Start Quoted text

Originally published November 26 2014
Virgin flight rerouted after 'toilet explodes,' forcing passengers to vomit in aisle and sit 'in crap for 6 hours wearing a face mask'
by Daniel Barker
(NaturalNews) We've all had crappy experiences while flying, but this story really stinks.
Earlier this month when passengers boarded Virgin Australia Flight VA2 bound from LAX to Sydney, none could scarcely have imagined the ensuing poo-storm that awaited them in mid-flight.
Three hours into the journey, the passenger cabin became filled with the overpowering stench of human waste after an apparent "rest room malfunction," the exact cause and circumstances of which are still being disputed.
The Boeing 777 was forced to return to LAX after what some passengers described as a "toilet explosion," which sent a flood of water containing suspicious-looking debris streaming down the passenger cabin aisle.
Virgin Australia has categorically denied that there was any such explosion, nor floods of human waste, but the fact remains that the airliner was rerouted due to what the airline referred to as "an issue with plumbing in the fresh water overflow system."
The airline also denied claims that passengers were issued masks to deal with the stench, but there has been at least one photograph circulating showing a passenger wearing what appears to be some type of safety mask.
The flight departed from LAX at 7:55 pm local time on Monday, November 3, and returned safely to the airport, landing at 4:09 am Tuesday morning.
The passengers disembarked and were given overnight accommodations while the airliner was repaired and cleaned. The flight was rescheduled and arrived safely in Sydney at 6:47 am Wednesday morning.
Passenger accounts of the ordeal varied, with some reporting a "burnt vomit" smell and others saying that they "sat in crap for six hours wearing a face mask."

End Quoted text

§ **What is asked**
1. List every clock time given in the Virgin flight article.
2. Return the stretch of the Virgin flight article from "Earlier this month" through "passenger cabin aisle.", copied word for word.

Start Provided data

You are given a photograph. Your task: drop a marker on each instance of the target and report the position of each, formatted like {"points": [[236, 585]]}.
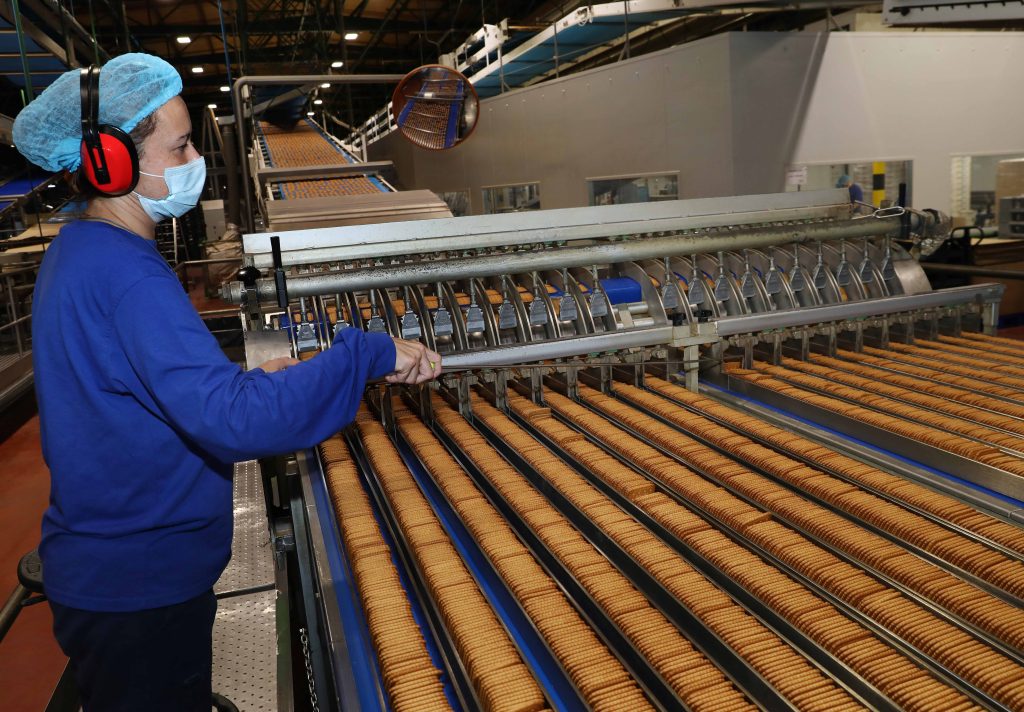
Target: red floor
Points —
{"points": [[31, 662]]}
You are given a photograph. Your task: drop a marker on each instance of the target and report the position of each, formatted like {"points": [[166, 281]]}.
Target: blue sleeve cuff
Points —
{"points": [[382, 353]]}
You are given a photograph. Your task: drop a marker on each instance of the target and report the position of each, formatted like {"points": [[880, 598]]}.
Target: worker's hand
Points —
{"points": [[279, 364], [414, 363]]}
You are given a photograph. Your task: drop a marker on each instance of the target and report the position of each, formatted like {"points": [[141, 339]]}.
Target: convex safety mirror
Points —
{"points": [[435, 107]]}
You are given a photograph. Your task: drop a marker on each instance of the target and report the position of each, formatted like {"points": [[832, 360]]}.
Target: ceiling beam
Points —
{"points": [[284, 52], [274, 27]]}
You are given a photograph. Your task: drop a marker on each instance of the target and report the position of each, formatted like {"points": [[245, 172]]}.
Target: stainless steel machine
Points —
{"points": [[793, 327]]}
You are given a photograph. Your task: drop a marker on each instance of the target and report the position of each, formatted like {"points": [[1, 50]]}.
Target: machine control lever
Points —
{"points": [[474, 315], [797, 282], [280, 281], [670, 293], [376, 323], [843, 268], [566, 305], [866, 267], [888, 268], [747, 286], [773, 281], [538, 309], [695, 291], [506, 313], [819, 277], [410, 322]]}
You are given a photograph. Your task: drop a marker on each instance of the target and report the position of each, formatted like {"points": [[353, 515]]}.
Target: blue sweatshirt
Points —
{"points": [[141, 416]]}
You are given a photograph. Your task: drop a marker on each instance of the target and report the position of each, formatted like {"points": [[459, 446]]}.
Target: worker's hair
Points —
{"points": [[83, 189]]}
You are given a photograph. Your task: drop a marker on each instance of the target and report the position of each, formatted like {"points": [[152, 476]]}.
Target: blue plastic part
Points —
{"points": [[534, 650], [454, 117], [869, 446], [348, 158], [622, 290], [364, 661], [19, 186]]}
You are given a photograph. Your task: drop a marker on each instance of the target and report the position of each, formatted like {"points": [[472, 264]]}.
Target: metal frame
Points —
{"points": [[278, 80], [893, 638], [268, 174], [565, 224]]}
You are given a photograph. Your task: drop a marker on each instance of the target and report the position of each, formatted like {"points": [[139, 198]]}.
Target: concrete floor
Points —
{"points": [[31, 662]]}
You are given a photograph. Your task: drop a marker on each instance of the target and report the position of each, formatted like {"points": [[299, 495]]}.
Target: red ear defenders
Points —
{"points": [[110, 162]]}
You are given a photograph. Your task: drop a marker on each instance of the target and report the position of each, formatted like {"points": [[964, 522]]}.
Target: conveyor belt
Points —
{"points": [[306, 145], [658, 534]]}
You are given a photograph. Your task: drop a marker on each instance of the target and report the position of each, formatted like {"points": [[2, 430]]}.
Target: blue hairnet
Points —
{"points": [[48, 131]]}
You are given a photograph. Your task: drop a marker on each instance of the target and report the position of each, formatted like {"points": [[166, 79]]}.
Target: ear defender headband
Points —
{"points": [[110, 162]]}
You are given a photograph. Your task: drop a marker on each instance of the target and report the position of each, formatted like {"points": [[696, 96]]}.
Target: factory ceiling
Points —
{"points": [[212, 42]]}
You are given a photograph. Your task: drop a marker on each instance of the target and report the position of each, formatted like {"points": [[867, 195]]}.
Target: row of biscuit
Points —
{"points": [[960, 372], [411, 678], [894, 421], [427, 121], [695, 679], [948, 344], [596, 672], [502, 680], [882, 513], [836, 384], [775, 660], [985, 562], [975, 361], [999, 343], [304, 145], [877, 662], [970, 389], [951, 645]]}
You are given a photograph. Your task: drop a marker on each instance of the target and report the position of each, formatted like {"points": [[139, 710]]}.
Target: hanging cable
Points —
{"points": [[223, 40]]}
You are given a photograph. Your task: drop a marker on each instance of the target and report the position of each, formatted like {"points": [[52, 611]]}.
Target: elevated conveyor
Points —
{"points": [[721, 454]]}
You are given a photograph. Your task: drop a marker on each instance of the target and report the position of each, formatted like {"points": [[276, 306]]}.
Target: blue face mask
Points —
{"points": [[184, 185]]}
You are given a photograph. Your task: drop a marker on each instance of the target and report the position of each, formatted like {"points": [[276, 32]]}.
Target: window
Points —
{"points": [[511, 199], [634, 189], [879, 180], [458, 202]]}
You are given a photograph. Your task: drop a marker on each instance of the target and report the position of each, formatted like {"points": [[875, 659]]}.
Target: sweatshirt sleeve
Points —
{"points": [[229, 413]]}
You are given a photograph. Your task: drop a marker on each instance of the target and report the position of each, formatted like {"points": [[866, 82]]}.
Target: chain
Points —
{"points": [[309, 669]]}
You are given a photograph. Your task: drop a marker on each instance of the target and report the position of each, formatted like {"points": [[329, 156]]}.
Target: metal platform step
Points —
{"points": [[245, 640]]}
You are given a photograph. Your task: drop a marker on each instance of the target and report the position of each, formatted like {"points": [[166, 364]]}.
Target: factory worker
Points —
{"points": [[141, 415], [856, 193]]}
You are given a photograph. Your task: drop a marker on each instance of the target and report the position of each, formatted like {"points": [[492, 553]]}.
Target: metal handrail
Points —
{"points": [[15, 308]]}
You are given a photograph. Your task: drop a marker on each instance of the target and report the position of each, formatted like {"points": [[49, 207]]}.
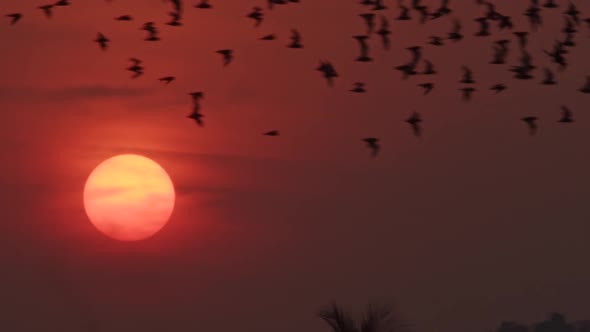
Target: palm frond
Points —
{"points": [[338, 319]]}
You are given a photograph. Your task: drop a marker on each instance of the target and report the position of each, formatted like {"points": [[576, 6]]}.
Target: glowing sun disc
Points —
{"points": [[129, 197]]}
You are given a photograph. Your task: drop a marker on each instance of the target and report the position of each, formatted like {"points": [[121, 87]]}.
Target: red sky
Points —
{"points": [[474, 223]]}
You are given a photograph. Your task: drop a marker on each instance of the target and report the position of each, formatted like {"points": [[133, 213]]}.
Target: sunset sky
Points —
{"points": [[471, 224]]}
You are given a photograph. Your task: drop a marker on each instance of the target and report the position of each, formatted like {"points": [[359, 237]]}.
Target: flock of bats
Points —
{"points": [[415, 10]]}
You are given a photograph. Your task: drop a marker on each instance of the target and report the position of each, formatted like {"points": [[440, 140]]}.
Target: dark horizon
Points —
{"points": [[466, 216]]}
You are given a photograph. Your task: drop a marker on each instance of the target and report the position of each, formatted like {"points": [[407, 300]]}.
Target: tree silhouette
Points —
{"points": [[378, 317]]}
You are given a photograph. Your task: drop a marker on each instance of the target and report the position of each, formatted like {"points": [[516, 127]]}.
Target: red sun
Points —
{"points": [[129, 197]]}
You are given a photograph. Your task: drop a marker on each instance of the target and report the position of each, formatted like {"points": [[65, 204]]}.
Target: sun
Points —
{"points": [[129, 197]]}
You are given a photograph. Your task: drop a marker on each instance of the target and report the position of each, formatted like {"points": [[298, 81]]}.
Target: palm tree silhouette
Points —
{"points": [[378, 317]]}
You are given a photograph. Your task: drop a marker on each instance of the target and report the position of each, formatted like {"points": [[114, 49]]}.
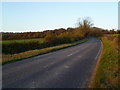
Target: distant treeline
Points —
{"points": [[52, 37], [32, 35]]}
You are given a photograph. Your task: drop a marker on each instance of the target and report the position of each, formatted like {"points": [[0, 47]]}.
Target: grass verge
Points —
{"points": [[107, 72], [21, 40], [8, 58]]}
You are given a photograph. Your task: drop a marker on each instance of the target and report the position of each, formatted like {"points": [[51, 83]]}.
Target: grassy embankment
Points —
{"points": [[7, 58], [21, 41], [107, 72]]}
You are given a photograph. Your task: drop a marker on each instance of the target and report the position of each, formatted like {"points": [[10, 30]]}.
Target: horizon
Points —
{"points": [[41, 16]]}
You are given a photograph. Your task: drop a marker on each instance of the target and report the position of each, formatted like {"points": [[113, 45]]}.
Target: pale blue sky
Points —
{"points": [[38, 16]]}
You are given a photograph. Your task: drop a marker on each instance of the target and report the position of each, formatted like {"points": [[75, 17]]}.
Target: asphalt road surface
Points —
{"points": [[66, 68]]}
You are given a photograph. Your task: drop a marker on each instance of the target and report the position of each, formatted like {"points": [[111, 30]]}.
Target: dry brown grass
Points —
{"points": [[107, 73], [9, 57]]}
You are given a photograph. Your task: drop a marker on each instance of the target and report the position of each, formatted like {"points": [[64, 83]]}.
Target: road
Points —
{"points": [[66, 68]]}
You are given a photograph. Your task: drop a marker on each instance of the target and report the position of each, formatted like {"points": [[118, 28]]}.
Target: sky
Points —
{"points": [[39, 16]]}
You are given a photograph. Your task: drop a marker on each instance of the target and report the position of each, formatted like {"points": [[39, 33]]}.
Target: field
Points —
{"points": [[107, 73], [21, 41], [6, 58]]}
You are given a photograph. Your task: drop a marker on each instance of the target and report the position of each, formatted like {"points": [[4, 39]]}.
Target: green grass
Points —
{"points": [[107, 71], [8, 58], [21, 41]]}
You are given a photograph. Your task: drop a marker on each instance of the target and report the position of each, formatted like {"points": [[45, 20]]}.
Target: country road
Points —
{"points": [[66, 68]]}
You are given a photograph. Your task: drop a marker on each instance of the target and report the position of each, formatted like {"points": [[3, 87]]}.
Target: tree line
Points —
{"points": [[52, 37]]}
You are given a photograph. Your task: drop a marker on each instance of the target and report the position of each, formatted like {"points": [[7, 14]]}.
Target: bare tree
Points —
{"points": [[85, 25]]}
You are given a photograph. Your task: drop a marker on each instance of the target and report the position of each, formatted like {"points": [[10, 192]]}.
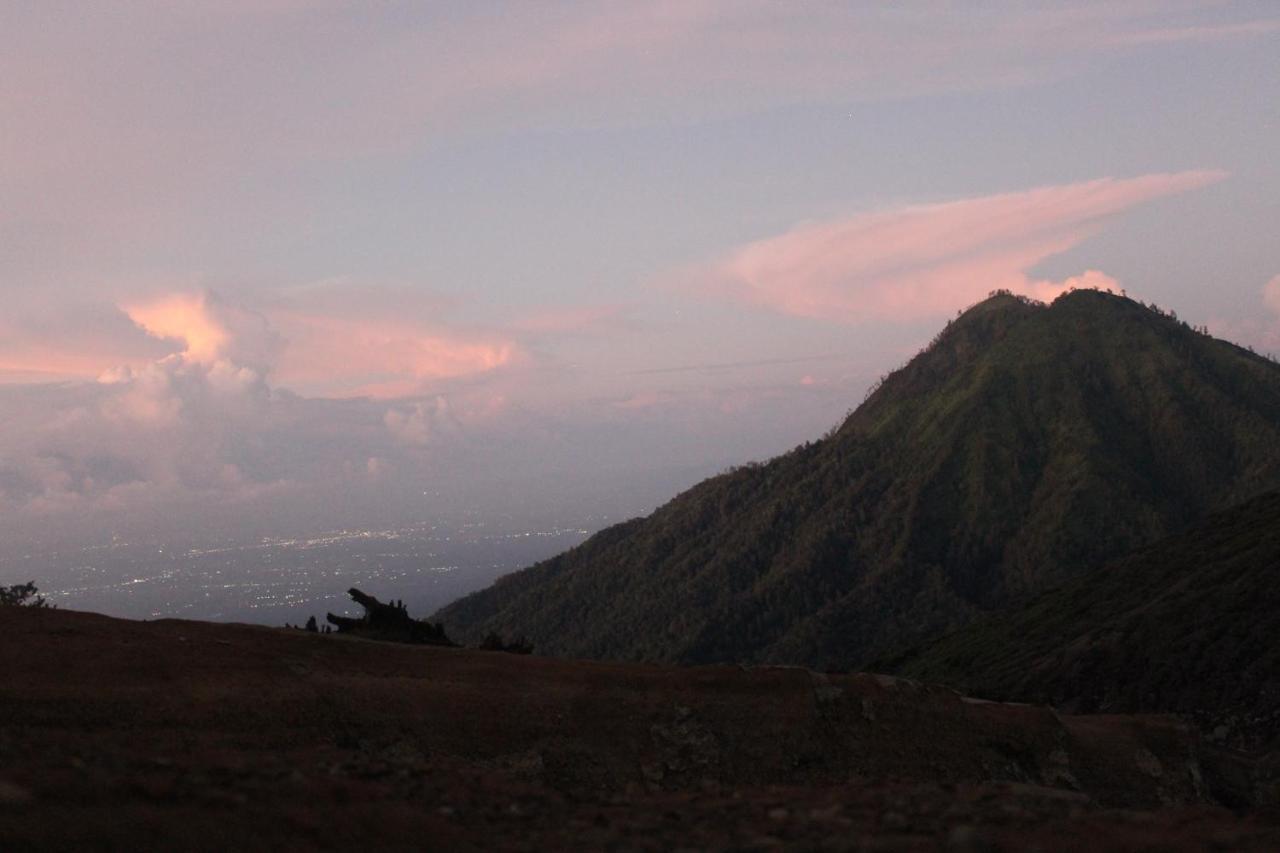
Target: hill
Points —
{"points": [[1027, 443], [191, 735], [1185, 625]]}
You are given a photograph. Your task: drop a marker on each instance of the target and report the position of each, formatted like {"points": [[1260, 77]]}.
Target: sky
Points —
{"points": [[287, 264]]}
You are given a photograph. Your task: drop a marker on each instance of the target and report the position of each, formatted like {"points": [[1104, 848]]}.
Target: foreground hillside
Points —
{"points": [[172, 734], [1187, 625], [1025, 445]]}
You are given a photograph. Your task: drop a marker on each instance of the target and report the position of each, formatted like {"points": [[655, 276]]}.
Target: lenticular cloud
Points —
{"points": [[920, 261]]}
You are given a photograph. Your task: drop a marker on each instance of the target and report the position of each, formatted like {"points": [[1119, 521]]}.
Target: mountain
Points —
{"points": [[1185, 625], [172, 734], [1024, 445]]}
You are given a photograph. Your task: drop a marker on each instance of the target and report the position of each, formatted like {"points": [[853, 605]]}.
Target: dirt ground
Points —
{"points": [[172, 734]]}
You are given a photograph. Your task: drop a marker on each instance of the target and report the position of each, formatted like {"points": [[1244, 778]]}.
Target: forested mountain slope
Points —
{"points": [[1024, 445], [1185, 625]]}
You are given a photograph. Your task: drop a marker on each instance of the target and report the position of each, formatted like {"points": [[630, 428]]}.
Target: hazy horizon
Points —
{"points": [[289, 267]]}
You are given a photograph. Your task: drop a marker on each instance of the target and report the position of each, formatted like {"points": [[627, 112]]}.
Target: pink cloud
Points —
{"points": [[1271, 293], [924, 260], [382, 357]]}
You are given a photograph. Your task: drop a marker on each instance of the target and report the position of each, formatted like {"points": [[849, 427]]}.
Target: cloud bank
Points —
{"points": [[927, 260]]}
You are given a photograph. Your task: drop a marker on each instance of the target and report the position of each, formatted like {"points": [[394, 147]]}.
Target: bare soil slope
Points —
{"points": [[123, 735]]}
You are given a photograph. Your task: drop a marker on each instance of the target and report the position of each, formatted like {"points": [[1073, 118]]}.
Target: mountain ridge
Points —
{"points": [[1025, 443], [1184, 625]]}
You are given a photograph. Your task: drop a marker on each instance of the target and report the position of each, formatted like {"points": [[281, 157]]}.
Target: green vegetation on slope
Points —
{"points": [[1024, 445], [1187, 625]]}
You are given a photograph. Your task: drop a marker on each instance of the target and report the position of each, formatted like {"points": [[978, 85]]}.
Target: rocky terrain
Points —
{"points": [[123, 735]]}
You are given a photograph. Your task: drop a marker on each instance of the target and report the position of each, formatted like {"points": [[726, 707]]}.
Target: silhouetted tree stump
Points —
{"points": [[389, 623]]}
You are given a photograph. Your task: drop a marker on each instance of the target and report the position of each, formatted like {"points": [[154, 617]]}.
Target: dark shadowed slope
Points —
{"points": [[1024, 445], [1187, 625], [119, 735]]}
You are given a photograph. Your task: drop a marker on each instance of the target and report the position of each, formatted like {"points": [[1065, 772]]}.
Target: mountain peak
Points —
{"points": [[1024, 445]]}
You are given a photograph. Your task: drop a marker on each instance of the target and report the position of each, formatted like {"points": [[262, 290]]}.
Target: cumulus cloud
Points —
{"points": [[927, 260]]}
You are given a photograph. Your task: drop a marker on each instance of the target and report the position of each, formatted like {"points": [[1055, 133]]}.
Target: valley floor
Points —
{"points": [[174, 734]]}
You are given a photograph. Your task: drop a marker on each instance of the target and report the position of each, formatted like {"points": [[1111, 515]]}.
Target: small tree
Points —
{"points": [[21, 596]]}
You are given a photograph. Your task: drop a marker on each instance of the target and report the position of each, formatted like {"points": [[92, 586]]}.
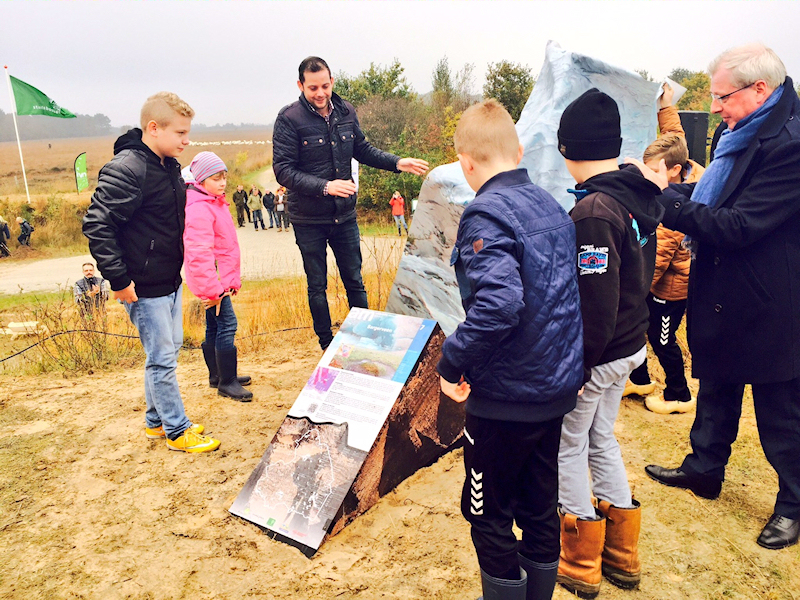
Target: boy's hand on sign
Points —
{"points": [[455, 391], [127, 295], [660, 177]]}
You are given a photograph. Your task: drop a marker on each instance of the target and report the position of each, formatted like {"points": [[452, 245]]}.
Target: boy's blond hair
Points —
{"points": [[672, 148], [486, 132], [162, 108]]}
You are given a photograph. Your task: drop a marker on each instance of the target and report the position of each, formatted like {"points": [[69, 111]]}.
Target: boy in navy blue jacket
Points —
{"points": [[517, 359]]}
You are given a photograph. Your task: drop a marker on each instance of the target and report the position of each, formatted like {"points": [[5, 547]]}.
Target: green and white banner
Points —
{"points": [[31, 101], [81, 174]]}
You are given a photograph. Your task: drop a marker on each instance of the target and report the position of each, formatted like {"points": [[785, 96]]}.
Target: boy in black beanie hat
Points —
{"points": [[615, 218]]}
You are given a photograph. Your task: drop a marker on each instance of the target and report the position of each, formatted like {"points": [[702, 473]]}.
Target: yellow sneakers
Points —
{"points": [[193, 442], [638, 390], [158, 432]]}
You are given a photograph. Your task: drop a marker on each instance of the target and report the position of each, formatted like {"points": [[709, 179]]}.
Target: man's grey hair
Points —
{"points": [[747, 64]]}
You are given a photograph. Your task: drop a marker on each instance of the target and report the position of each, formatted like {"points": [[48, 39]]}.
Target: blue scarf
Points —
{"points": [[731, 143]]}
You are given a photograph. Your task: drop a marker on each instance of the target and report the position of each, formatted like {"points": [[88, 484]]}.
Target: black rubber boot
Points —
{"points": [[504, 589], [541, 578], [229, 385], [210, 355]]}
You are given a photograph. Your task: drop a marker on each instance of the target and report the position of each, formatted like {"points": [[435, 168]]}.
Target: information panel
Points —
{"points": [[297, 488]]}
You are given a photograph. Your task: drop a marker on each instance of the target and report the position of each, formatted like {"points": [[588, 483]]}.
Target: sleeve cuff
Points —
{"points": [[448, 371]]}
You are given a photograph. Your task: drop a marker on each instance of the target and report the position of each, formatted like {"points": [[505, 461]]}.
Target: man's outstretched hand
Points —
{"points": [[417, 166], [127, 295]]}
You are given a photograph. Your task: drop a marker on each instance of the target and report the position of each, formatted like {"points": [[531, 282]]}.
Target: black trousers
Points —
{"points": [[665, 318], [716, 425], [512, 475]]}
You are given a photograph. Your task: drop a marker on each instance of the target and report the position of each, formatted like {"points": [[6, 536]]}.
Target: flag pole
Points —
{"points": [[16, 129]]}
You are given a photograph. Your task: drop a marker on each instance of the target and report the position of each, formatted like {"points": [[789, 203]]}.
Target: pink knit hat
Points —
{"points": [[205, 165]]}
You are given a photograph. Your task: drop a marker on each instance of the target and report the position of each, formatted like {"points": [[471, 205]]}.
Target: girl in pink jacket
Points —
{"points": [[211, 264]]}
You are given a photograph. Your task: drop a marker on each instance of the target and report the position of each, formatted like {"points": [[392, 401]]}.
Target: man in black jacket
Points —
{"points": [[135, 228], [240, 201], [269, 205], [313, 144], [743, 323]]}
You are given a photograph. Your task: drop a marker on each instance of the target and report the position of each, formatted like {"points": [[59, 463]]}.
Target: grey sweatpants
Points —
{"points": [[588, 444]]}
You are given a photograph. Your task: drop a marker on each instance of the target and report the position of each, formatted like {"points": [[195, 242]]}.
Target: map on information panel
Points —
{"points": [[308, 468]]}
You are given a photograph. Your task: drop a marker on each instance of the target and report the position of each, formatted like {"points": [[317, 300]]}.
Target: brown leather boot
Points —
{"points": [[581, 549], [621, 564]]}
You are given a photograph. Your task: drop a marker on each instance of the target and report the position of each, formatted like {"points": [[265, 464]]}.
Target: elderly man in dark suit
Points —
{"points": [[742, 222]]}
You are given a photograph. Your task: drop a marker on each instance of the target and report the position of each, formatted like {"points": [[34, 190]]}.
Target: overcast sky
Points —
{"points": [[236, 60]]}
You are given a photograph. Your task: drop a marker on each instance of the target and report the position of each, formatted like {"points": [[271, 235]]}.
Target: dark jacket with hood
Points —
{"points": [[615, 218], [135, 220], [743, 319], [521, 345], [307, 152]]}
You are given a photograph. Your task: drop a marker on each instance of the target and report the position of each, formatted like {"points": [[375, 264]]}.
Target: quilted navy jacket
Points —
{"points": [[521, 345]]}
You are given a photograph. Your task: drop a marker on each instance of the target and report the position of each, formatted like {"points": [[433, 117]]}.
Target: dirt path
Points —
{"points": [[265, 254]]}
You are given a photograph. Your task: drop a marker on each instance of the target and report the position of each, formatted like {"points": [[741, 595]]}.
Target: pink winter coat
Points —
{"points": [[211, 249]]}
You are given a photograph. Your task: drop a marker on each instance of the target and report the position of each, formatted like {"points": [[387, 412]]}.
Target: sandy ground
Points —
{"points": [[89, 508]]}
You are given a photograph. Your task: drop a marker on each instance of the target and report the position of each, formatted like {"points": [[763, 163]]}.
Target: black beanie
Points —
{"points": [[589, 128]]}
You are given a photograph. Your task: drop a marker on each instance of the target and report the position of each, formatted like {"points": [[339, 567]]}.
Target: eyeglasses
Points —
{"points": [[721, 99]]}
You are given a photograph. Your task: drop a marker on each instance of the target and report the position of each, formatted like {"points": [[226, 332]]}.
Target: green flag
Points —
{"points": [[31, 101], [81, 174]]}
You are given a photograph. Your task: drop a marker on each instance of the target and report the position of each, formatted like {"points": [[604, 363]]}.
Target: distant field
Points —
{"points": [[50, 169]]}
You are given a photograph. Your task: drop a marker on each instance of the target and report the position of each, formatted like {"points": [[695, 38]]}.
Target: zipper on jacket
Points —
{"points": [[147, 258]]}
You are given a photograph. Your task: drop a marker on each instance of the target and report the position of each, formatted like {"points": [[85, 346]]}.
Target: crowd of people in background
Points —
{"points": [[24, 237], [558, 306]]}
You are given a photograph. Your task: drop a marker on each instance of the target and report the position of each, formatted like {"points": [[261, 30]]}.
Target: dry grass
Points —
{"points": [[270, 313], [56, 209]]}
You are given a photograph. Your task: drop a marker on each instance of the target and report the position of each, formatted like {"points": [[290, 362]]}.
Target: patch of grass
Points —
{"points": [[23, 301], [270, 313], [377, 229]]}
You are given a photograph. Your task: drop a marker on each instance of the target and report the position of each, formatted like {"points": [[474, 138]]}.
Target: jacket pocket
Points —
{"points": [[464, 287], [754, 282], [311, 145], [346, 134]]}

End Provided data

§ **Solutions per task**
1.
7:55 pm
4:09 am
6:47 am

2.
Earlier this month when passengers boarded Virgin Australia Flight VA2 bound from LAX to Sydney, none could scarcely have imagined the ensuing poo-storm that awaited them in mid-flight.
Three hours into the journey, the passenger cabin became filled with the overpowering stench of human waste after an apparent "rest room malfunction," the exact cause and circumstances of which are still being disputed.
The Boeing 777 was forced to return to LAX after what some passengers described as a "toilet explosion," which sent a flood of water containing suspicious-looking debris streaming down the passenger cabin aisle.